===== Source data

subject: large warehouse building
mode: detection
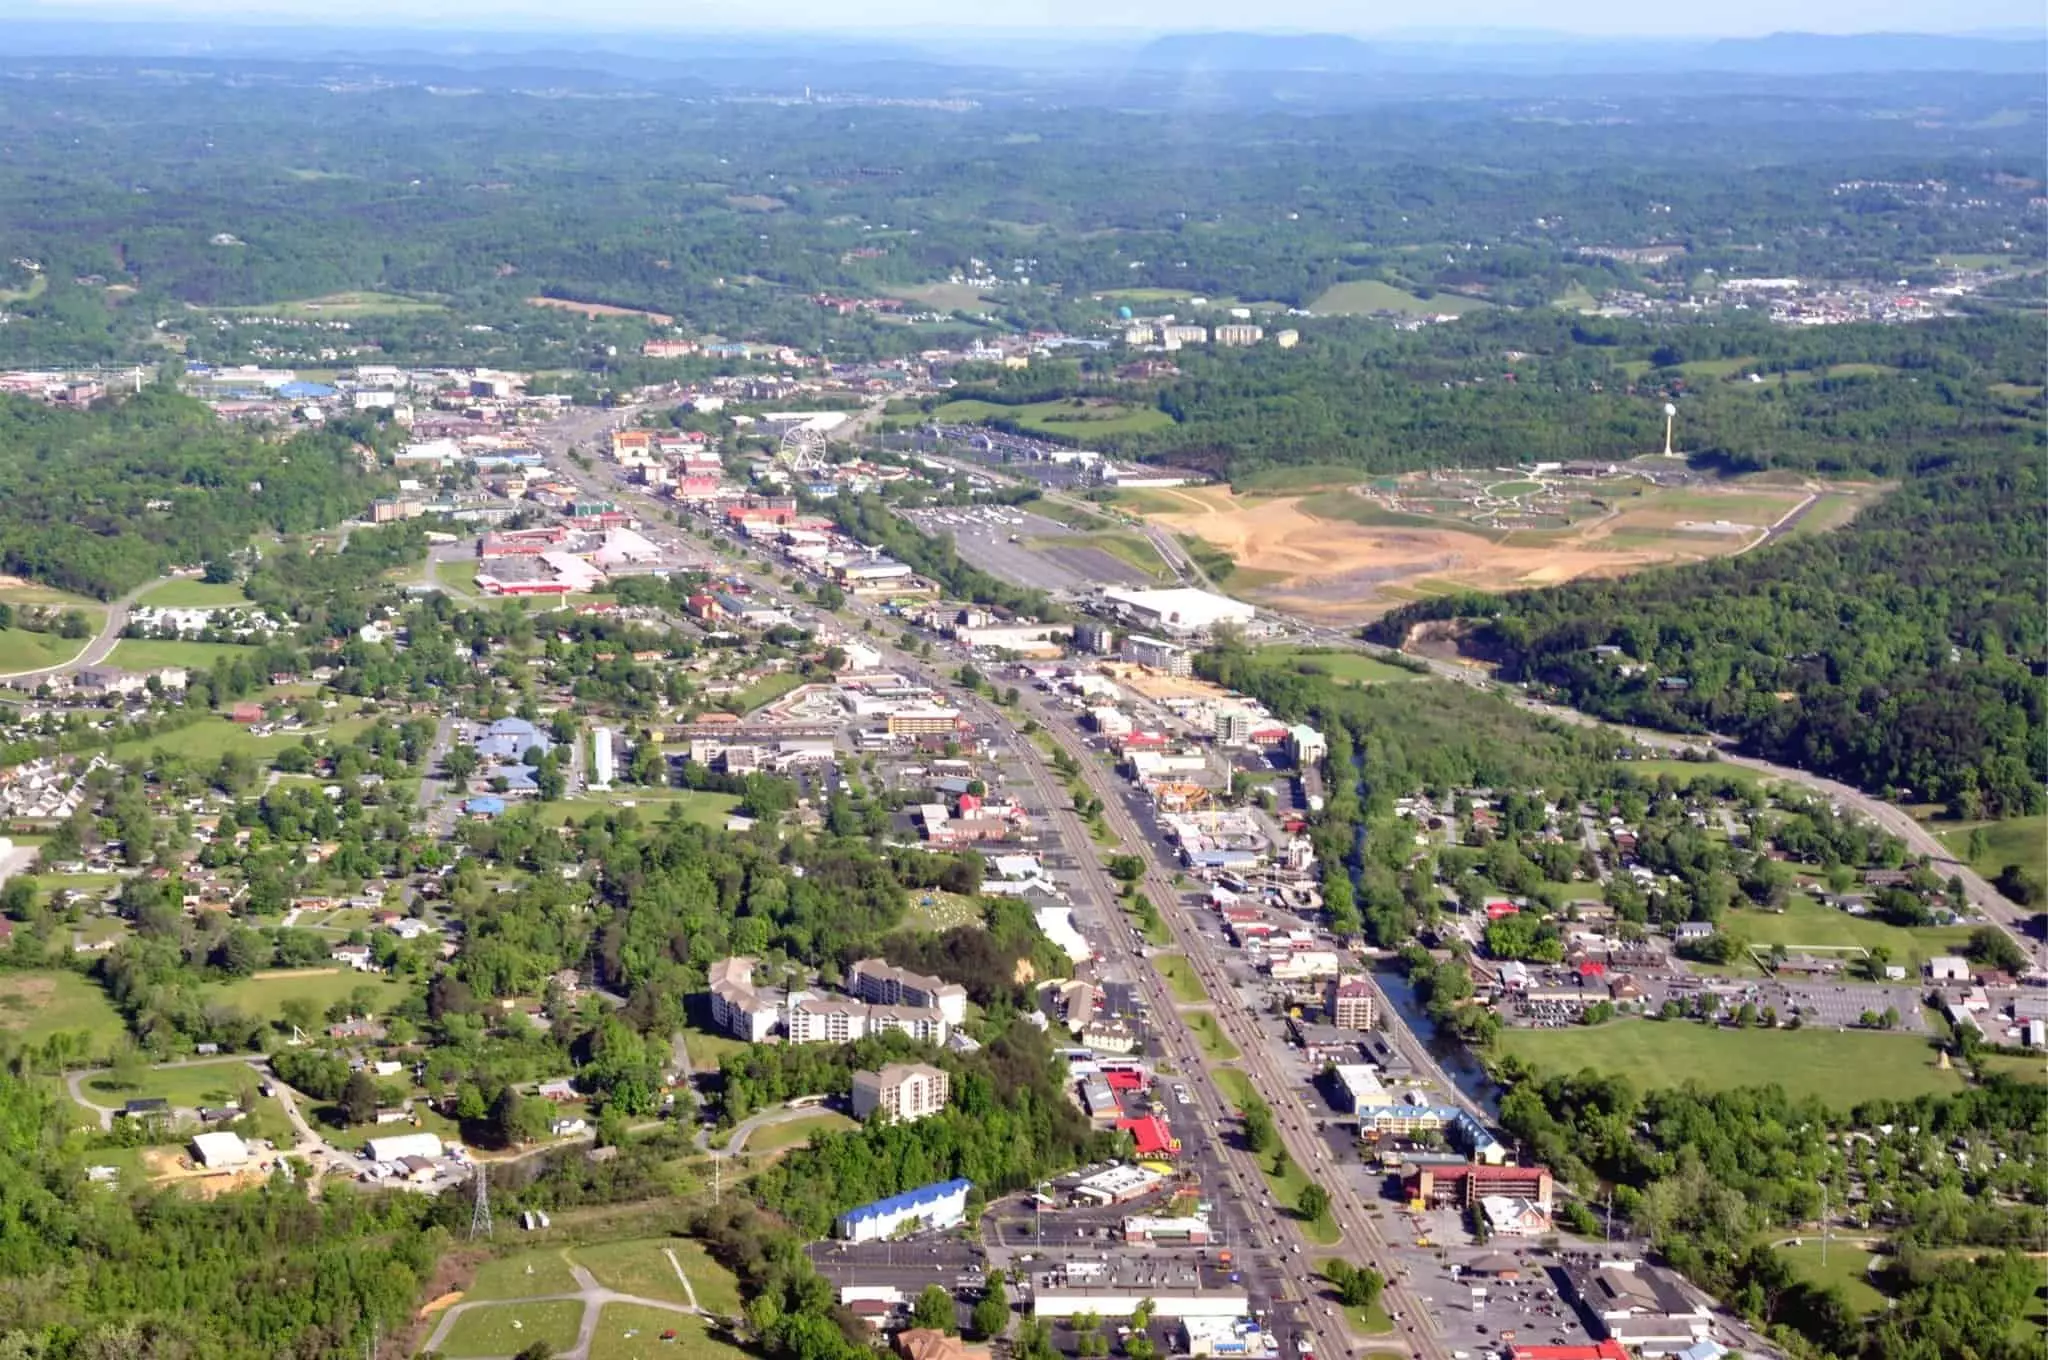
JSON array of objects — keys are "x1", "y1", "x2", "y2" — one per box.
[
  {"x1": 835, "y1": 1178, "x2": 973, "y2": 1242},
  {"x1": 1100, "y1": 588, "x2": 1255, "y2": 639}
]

==========

◆ **Task statement**:
Repeat exactly the lines from the one containing "mode: detection" to the last line of the data above, both included, and write no pictures into the copy.

◆ **Answer to this task**:
mode: detection
JSON array of objects — keys are "x1", "y1", "x2", "y2" — one per box.
[
  {"x1": 835, "y1": 1178, "x2": 973, "y2": 1242},
  {"x1": 1100, "y1": 588, "x2": 1255, "y2": 639}
]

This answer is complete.